## SELECTED EXTRACT
Kinney Heights was developed around 1900 by developer Abbot Kinney, for whom it is named. It was a suburban tract of large wealthy Craftsman style houses at what was then the western edge of Los Angeles. The houses featured amenities like "beveled-glass china cabinets, marble fireplaces and mahogany floors". It was accessible to downtown via streetcar and attracted upper-class families.

Many of the hundred-year-old structures are still standing and have been renovated and upgraded. The neighborhood is part of the West Adams Terrace Historic Preservation Overlay Zone (HPOZ).

Twentieth Street Historic District

The Twentieth Street Historic District consists of a row of bungalows and Craftsman-style houses in the 900 block on the south side of 20th Street.

Demographics
According to the Mapping L.A. project of the Los Angeles Times, a total of 21,764 people lived in West Adams's 1.48 square miles, according to the 2000 U.S. census—averaging 14,686 people per square mile, among the highest population densities in the city as a whole. Population was estimated at 22,857 in 2008. The median age was 28, considered young when compared to the city as a whole. The percentages of residents aged birth to 18 were among the county's highest.

Latinos made up 56.2% of the population, with black people at 37.6%, white people 2.4%, Asian 1.7%, and other 2%.  Mexico and El Salvador were the most common places of birth for the 36.9% of the residents who were born abroad, an average percentage of foreign-born when compared with the city or county as a whole.

The $38,209 median household income in 2008 dollars was considered low for the city and county. The percentage of households earning $20,000 or less was high, compared to the county at large. The average household size of 3.1 people was about average for the city. Renters occupied 62.8% of the housing units, and homeowners occupied the rest.

In 2000, there were 1,078 families headed by single parents, or 21.8%, a rate that was high for the county and the city. The percentages of never-married women (39.5) and divorced women (5.7) were among the county's highest.
Just 7.8% of residents aged 25 and older had a four-year degree, a percentage considered low for the city and the county; the percentage with less than a high school diploma (not stated) was considered high.

## GIVEN REQUEST A
Give every population group in the ethnic breakdown of the West Adams passage, each with the percentage it shows.
The West Adams passage has nothing to do with the records that follow it.

## THE INPUT
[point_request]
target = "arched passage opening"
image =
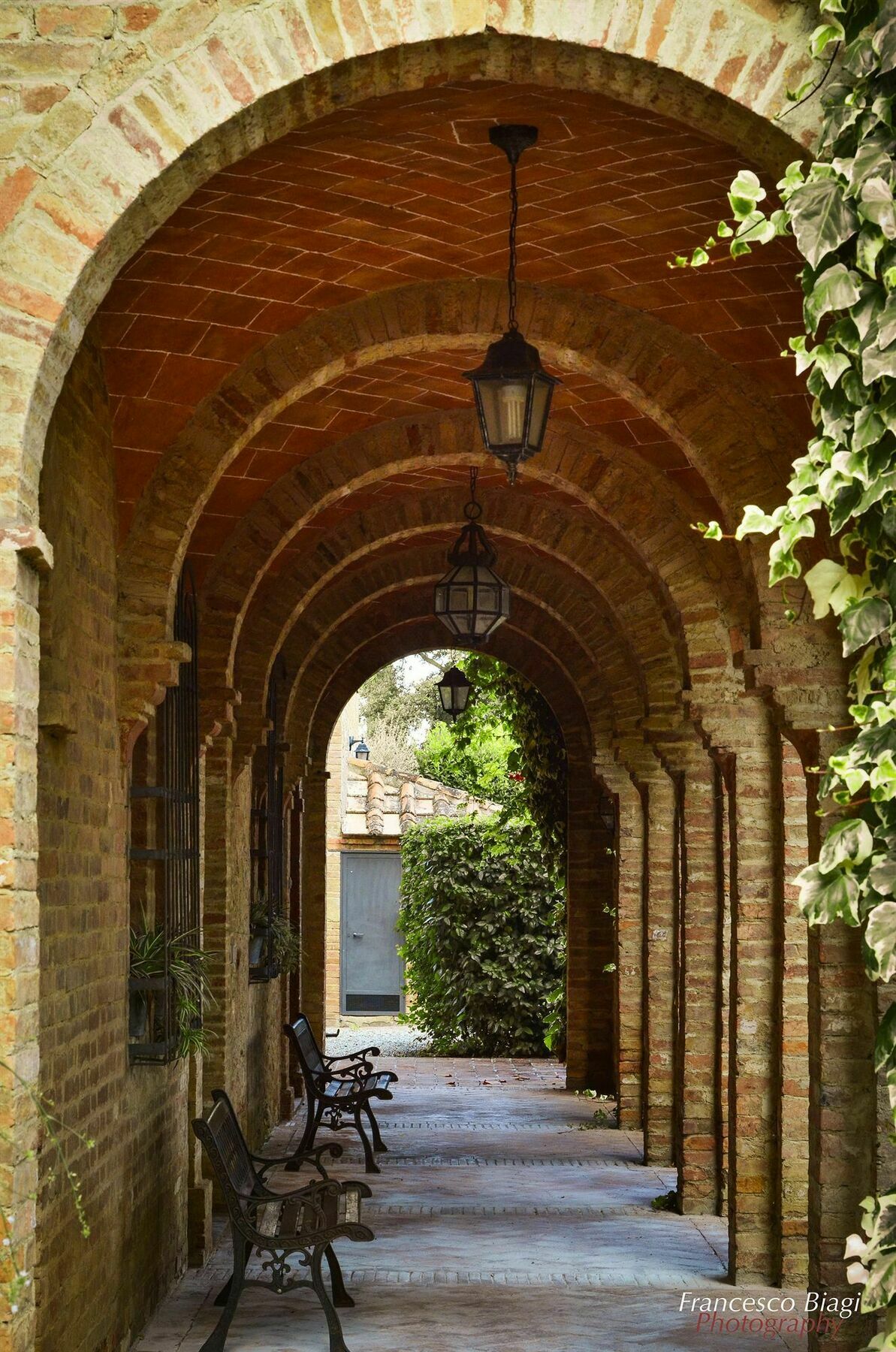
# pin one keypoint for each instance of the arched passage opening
(270, 391)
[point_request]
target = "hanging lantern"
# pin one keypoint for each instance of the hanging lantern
(454, 691)
(471, 599)
(511, 387)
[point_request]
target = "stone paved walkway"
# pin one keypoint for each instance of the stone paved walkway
(500, 1227)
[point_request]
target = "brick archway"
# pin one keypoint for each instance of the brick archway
(710, 412)
(593, 1034)
(172, 103)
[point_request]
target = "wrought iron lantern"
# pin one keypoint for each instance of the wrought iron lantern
(471, 599)
(454, 691)
(511, 387)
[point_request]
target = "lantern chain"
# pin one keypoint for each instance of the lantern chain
(511, 267)
(472, 510)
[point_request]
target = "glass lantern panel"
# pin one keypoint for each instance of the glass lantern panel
(539, 418)
(503, 410)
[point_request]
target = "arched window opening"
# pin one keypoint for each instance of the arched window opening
(165, 980)
(267, 844)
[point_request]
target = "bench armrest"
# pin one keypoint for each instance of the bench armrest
(267, 1162)
(354, 1056)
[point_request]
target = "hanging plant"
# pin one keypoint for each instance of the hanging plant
(189, 987)
(842, 216)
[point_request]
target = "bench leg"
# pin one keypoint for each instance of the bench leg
(315, 1113)
(341, 1297)
(370, 1163)
(336, 1341)
(375, 1130)
(216, 1341)
(225, 1291)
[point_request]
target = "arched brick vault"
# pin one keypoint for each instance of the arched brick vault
(596, 488)
(316, 694)
(627, 635)
(581, 621)
(173, 104)
(409, 189)
(732, 434)
(365, 608)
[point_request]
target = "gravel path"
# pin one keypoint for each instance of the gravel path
(392, 1040)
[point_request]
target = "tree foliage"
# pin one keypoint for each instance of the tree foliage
(841, 211)
(505, 745)
(484, 951)
(397, 711)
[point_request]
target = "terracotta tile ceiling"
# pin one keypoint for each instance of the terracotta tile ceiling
(407, 189)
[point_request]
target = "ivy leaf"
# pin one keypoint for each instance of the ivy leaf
(880, 936)
(880, 1286)
(870, 241)
(825, 34)
(848, 843)
(862, 621)
(834, 290)
(877, 206)
(884, 44)
(757, 522)
(822, 218)
(831, 586)
(882, 878)
(825, 899)
(745, 192)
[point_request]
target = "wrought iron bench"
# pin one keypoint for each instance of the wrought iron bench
(338, 1088)
(299, 1225)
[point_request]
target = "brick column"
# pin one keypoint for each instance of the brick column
(795, 1063)
(842, 1090)
(20, 629)
(225, 931)
(754, 1002)
(659, 973)
(629, 885)
(698, 1005)
(591, 1044)
(314, 892)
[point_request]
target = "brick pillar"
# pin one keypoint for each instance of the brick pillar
(20, 958)
(314, 892)
(795, 1061)
(698, 1005)
(659, 973)
(754, 1000)
(591, 1044)
(842, 1090)
(630, 868)
(226, 931)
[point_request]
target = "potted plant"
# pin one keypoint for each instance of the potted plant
(287, 944)
(258, 931)
(189, 987)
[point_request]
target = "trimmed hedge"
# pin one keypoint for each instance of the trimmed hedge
(483, 936)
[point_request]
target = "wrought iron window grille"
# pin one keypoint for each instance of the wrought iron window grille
(267, 845)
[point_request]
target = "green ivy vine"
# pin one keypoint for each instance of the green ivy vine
(841, 211)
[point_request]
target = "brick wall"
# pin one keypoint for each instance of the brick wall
(94, 1294)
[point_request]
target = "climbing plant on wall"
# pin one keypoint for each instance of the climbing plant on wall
(841, 211)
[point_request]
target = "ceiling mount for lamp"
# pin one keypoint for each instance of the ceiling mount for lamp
(471, 599)
(511, 387)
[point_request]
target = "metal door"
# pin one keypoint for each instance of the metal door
(372, 971)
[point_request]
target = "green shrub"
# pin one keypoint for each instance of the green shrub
(483, 946)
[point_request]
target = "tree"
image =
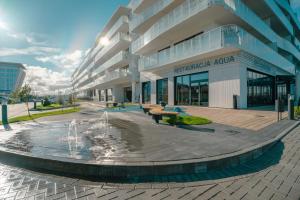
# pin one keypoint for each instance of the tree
(14, 96)
(24, 95)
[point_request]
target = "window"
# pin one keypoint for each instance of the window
(146, 92)
(109, 95)
(162, 91)
(260, 89)
(192, 89)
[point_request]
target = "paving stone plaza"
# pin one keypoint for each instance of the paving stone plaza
(273, 175)
(279, 181)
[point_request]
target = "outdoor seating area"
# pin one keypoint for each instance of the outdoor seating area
(158, 112)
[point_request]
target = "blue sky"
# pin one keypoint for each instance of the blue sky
(52, 36)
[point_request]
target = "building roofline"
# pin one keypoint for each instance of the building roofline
(121, 10)
(12, 64)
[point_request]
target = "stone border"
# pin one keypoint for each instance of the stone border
(120, 171)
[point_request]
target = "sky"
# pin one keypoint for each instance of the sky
(52, 36)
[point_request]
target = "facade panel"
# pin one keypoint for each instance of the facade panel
(196, 52)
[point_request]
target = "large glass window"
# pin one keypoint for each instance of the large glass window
(146, 92)
(260, 89)
(162, 91)
(127, 94)
(102, 95)
(192, 89)
(109, 96)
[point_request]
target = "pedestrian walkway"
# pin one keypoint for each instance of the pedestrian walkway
(247, 119)
(279, 181)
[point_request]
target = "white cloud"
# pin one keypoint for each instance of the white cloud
(44, 81)
(66, 61)
(34, 50)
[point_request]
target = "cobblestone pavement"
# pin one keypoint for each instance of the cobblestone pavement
(247, 119)
(280, 181)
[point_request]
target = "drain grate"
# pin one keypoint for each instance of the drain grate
(232, 131)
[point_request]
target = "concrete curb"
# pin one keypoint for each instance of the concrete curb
(118, 171)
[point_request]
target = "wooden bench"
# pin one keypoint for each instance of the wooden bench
(148, 107)
(158, 115)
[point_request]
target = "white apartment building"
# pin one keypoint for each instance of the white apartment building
(12, 76)
(202, 53)
(109, 71)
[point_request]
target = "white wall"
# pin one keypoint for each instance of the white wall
(224, 82)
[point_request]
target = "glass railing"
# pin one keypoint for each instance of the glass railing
(121, 56)
(133, 4)
(280, 15)
(287, 7)
(116, 26)
(176, 16)
(191, 7)
(110, 76)
(222, 37)
(149, 12)
(116, 39)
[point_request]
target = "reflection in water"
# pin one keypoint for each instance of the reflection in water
(93, 139)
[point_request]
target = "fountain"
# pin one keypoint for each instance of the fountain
(72, 138)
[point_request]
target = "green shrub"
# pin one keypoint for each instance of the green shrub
(46, 102)
(187, 120)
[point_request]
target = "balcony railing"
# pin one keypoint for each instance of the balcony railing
(119, 57)
(192, 7)
(116, 39)
(229, 36)
(122, 20)
(133, 4)
(176, 16)
(149, 12)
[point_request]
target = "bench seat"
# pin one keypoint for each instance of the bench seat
(158, 114)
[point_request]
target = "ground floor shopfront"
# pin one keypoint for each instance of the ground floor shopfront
(215, 81)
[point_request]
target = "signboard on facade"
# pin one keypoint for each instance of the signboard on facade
(205, 63)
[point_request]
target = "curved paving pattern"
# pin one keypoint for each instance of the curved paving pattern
(279, 181)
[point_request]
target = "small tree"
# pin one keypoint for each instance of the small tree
(14, 96)
(46, 102)
(24, 95)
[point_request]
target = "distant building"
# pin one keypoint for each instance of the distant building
(11, 77)
(195, 52)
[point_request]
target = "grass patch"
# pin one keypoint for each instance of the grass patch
(39, 115)
(51, 106)
(187, 120)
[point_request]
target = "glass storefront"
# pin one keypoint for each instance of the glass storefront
(146, 92)
(162, 91)
(102, 95)
(109, 96)
(192, 89)
(127, 94)
(260, 89)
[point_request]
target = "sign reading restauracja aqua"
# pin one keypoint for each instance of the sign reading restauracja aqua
(205, 63)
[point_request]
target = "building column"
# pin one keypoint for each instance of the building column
(171, 91)
(135, 92)
(153, 91)
(297, 87)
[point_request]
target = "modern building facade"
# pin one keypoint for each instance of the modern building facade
(109, 71)
(205, 52)
(11, 77)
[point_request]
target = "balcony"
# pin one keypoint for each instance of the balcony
(153, 10)
(134, 4)
(119, 60)
(121, 41)
(121, 25)
(178, 23)
(221, 40)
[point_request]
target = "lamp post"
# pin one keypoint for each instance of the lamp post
(4, 109)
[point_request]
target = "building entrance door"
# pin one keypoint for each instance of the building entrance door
(199, 93)
(127, 94)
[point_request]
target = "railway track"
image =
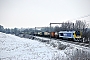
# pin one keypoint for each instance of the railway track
(47, 39)
(77, 43)
(72, 42)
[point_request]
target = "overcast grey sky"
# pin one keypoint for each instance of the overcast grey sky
(31, 13)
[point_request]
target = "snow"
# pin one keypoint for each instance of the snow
(16, 48)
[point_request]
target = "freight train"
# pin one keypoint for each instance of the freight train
(69, 35)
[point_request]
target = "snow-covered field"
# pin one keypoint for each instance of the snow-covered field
(16, 48)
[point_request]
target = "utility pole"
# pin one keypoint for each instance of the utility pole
(50, 28)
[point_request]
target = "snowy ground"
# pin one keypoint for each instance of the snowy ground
(16, 48)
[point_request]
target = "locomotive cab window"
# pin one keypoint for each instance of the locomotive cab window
(77, 33)
(61, 34)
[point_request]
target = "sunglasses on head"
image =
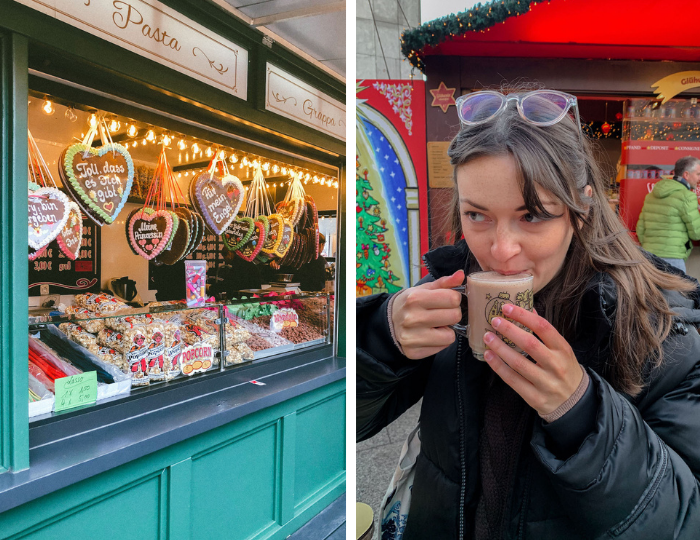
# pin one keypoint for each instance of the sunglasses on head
(539, 107)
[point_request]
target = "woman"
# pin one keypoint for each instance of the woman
(596, 433)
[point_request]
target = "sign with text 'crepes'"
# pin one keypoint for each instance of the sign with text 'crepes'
(155, 31)
(287, 96)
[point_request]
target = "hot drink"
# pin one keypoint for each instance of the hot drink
(487, 293)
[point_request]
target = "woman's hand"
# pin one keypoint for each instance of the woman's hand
(421, 316)
(549, 382)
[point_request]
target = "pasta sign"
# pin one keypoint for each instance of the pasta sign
(159, 33)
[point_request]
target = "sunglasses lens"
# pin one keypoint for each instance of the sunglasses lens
(544, 107)
(479, 107)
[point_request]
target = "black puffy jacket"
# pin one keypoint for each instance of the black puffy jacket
(635, 476)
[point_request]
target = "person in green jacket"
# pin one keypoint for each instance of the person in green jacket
(670, 219)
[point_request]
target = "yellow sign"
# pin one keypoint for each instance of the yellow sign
(674, 84)
(439, 166)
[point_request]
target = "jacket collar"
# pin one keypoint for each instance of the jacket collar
(683, 181)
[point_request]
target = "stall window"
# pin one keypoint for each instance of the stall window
(157, 256)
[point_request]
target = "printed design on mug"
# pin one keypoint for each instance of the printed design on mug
(494, 308)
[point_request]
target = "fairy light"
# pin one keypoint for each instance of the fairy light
(47, 108)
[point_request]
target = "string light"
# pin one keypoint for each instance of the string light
(47, 108)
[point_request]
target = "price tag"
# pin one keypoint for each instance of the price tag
(76, 391)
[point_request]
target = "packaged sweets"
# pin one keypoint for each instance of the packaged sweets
(155, 355)
(91, 325)
(196, 358)
(135, 346)
(101, 303)
(111, 356)
(77, 333)
(195, 282)
(122, 323)
(173, 349)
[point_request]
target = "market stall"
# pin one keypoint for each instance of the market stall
(155, 180)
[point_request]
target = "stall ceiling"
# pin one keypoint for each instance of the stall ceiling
(600, 29)
(316, 27)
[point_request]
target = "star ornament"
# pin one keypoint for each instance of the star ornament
(443, 97)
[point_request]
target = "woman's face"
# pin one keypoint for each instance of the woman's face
(500, 232)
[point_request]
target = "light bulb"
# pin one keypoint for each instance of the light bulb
(47, 108)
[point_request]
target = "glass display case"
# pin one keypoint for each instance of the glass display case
(134, 349)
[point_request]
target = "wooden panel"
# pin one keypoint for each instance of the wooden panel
(320, 447)
(131, 514)
(14, 434)
(234, 487)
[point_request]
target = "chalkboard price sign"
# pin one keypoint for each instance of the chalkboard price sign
(64, 276)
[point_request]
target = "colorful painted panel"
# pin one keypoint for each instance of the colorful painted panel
(390, 181)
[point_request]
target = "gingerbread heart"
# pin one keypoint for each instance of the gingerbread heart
(252, 247)
(217, 199)
(238, 233)
(99, 179)
(48, 213)
(70, 239)
(150, 231)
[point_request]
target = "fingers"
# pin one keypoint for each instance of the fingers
(516, 361)
(540, 326)
(446, 282)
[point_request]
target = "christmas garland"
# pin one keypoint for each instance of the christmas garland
(477, 19)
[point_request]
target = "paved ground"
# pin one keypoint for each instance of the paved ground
(377, 458)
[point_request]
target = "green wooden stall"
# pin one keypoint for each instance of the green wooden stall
(213, 458)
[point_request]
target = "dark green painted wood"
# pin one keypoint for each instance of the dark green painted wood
(320, 447)
(223, 460)
(180, 501)
(287, 472)
(14, 434)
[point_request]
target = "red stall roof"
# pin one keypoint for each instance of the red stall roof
(595, 29)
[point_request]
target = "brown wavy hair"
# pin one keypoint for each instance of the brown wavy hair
(553, 158)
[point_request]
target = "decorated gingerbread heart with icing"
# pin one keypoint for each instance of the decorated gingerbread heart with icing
(99, 179)
(70, 238)
(238, 233)
(48, 212)
(149, 232)
(217, 199)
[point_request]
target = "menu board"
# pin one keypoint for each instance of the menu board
(64, 276)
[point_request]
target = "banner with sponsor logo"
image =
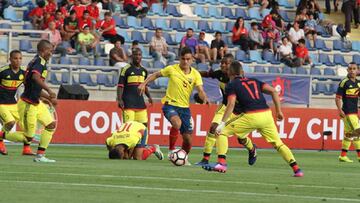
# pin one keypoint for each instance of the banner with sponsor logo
(291, 89)
(90, 122)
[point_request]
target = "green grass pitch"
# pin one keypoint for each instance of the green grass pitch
(84, 174)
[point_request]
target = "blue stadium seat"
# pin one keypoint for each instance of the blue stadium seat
(136, 35)
(176, 25)
(200, 11)
(320, 44)
(259, 69)
(147, 23)
(254, 13)
(301, 71)
(172, 10)
(239, 12)
(214, 12)
(204, 26)
(255, 56)
(132, 22)
(227, 12)
(324, 59)
(339, 60)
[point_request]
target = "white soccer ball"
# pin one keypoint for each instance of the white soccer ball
(178, 157)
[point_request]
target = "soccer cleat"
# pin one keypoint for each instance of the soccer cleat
(158, 152)
(222, 168)
(203, 162)
(43, 159)
(252, 156)
(345, 159)
(298, 173)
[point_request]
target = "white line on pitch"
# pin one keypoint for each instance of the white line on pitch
(185, 190)
(184, 180)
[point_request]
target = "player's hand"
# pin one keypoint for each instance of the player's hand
(279, 116)
(219, 128)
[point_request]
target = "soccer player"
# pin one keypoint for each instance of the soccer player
(210, 140)
(11, 77)
(253, 114)
(129, 143)
(31, 109)
(347, 104)
(182, 80)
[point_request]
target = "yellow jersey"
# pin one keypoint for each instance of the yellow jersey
(129, 134)
(180, 85)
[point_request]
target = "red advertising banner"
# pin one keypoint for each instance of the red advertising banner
(90, 122)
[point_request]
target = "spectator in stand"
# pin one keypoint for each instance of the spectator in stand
(256, 38)
(55, 39)
(191, 42)
(295, 33)
(263, 3)
(310, 28)
(117, 55)
(71, 26)
(240, 34)
(106, 29)
(271, 38)
(302, 53)
(204, 49)
(37, 15)
(135, 8)
(93, 11)
(78, 8)
(159, 47)
(218, 47)
(286, 54)
(87, 42)
(50, 7)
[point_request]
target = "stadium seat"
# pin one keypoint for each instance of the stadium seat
(259, 69)
(255, 56)
(339, 60)
(254, 13)
(147, 23)
(176, 25)
(324, 59)
(136, 35)
(214, 12)
(172, 10)
(320, 44)
(133, 22)
(227, 12)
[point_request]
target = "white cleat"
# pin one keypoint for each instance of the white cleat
(158, 152)
(43, 159)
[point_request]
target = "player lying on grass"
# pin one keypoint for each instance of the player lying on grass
(129, 142)
(252, 114)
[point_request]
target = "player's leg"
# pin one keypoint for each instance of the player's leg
(46, 119)
(350, 121)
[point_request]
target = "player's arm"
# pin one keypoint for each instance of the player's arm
(267, 89)
(142, 87)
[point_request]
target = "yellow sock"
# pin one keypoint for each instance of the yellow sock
(286, 153)
(17, 136)
(221, 145)
(209, 143)
(45, 139)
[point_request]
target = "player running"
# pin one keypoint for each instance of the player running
(252, 114)
(129, 143)
(31, 109)
(210, 139)
(182, 80)
(347, 104)
(11, 77)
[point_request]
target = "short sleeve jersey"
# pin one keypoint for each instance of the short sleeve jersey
(9, 83)
(180, 85)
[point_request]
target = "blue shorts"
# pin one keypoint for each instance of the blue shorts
(184, 114)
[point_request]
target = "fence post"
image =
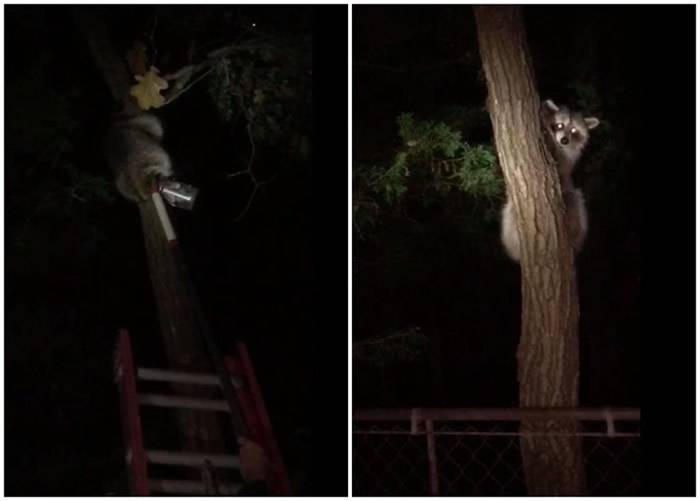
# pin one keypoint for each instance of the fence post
(432, 458)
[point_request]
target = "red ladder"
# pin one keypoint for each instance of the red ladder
(138, 457)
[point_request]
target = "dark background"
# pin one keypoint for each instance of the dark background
(461, 289)
(76, 268)
(428, 269)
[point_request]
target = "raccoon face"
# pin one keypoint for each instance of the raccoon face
(568, 130)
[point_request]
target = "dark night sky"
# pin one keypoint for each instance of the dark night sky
(76, 272)
(423, 59)
(74, 277)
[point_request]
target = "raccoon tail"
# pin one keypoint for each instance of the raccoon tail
(576, 222)
(576, 217)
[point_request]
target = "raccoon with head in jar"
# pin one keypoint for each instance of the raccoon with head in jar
(567, 136)
(135, 154)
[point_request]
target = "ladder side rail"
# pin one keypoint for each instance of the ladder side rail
(279, 481)
(131, 420)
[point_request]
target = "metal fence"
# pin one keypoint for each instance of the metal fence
(413, 452)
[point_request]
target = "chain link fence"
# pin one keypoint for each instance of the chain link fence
(476, 452)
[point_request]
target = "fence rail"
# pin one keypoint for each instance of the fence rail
(477, 451)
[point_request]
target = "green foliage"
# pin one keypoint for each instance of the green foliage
(433, 164)
(400, 346)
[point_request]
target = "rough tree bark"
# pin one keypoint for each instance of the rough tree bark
(183, 346)
(548, 353)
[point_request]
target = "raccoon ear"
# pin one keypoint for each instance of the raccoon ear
(549, 105)
(591, 122)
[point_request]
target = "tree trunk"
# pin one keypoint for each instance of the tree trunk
(548, 354)
(199, 431)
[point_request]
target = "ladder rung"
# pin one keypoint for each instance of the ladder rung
(189, 487)
(191, 458)
(158, 400)
(147, 374)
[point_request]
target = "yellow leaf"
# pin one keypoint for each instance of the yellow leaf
(147, 90)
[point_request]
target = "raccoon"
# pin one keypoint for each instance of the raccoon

## GIVEN REQUEST B
List each line of the records that contains the word "background".

## EXERCISE RESULT A
Latinos made up 56.2%, black people 37.6%, white people 2.4%, Asian 1.7%, and other 2%.

## EXERCISE RESULT B
target = "dark background"
# pin one keypoint for each instance of the dark background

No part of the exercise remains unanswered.